• _Aim_
Copy every line of the records below word for word, leaving out the pictures.

• _Dataset rows_
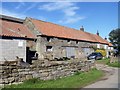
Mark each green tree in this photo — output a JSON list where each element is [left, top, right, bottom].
[[109, 28, 120, 53]]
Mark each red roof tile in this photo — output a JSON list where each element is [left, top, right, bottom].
[[30, 18, 108, 44], [0, 19, 34, 38]]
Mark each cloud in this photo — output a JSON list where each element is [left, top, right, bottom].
[[39, 2, 79, 16], [15, 2, 25, 9], [0, 8, 26, 19], [39, 2, 85, 24], [59, 17, 86, 24], [23, 3, 37, 13]]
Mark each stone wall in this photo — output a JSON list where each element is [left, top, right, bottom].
[[0, 60, 95, 85], [0, 39, 26, 61], [36, 36, 94, 59]]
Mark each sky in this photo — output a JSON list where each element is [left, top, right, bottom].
[[0, 2, 118, 38]]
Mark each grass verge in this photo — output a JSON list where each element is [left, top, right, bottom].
[[96, 58, 120, 68], [5, 69, 104, 88]]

• _Reply_
Mark each green tree in this photo — output a JSON list where each element is [left, top, right, bottom].
[[109, 28, 120, 53]]
Mark each red roof tile in this photo — output a JSON list where each element is [left, top, right, bottom].
[[30, 18, 108, 44], [0, 19, 34, 38]]
Mark each cloud in this photo — output a JSON list where each element is [left, top, right, bottom].
[[39, 2, 79, 16], [15, 2, 25, 9], [0, 8, 26, 19], [39, 2, 85, 24], [59, 17, 86, 24], [23, 3, 37, 13]]
Mark each stone wall in this photo — output a JSON list where each element is [left, top, right, bottom].
[[0, 60, 95, 85], [0, 39, 26, 61], [36, 36, 94, 59]]
Mark each sky in this photo — output a JSON list where each element is [left, top, right, bottom].
[[0, 2, 118, 38]]
Mark each grass verge in this photo — output a JSON list where each element is [left, top, right, bottom].
[[96, 58, 120, 68], [5, 69, 104, 88]]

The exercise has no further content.